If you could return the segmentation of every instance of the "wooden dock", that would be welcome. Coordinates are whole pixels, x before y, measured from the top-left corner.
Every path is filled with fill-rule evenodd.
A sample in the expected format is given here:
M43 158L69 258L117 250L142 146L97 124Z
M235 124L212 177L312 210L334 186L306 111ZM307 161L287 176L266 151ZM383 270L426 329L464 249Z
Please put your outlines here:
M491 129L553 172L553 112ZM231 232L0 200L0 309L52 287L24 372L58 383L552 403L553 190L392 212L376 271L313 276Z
::::
## [Set exercise]
Reproduce the records above with "wooden dock" renamed to "floating pier", leaving every other line and character unchanged.

## [The solution]
If you could return the segmentation of every instance of the "floating pier", that would be welcome. Coordinates are whole pixels, x before y, measured from the top-left corner.
Every path is filled with fill-rule evenodd.
A sample in the expected format is given here:
M43 158L69 258L117 250L142 146L97 124Z
M235 124L212 177L312 210L334 186L306 111ZM307 161L287 176L266 151ZM383 270L426 329L464 249Z
Please put your outlines here:
M491 129L553 172L553 112ZM231 232L0 200L0 309L52 287L24 372L58 383L552 403L553 190L392 212L376 271L313 276Z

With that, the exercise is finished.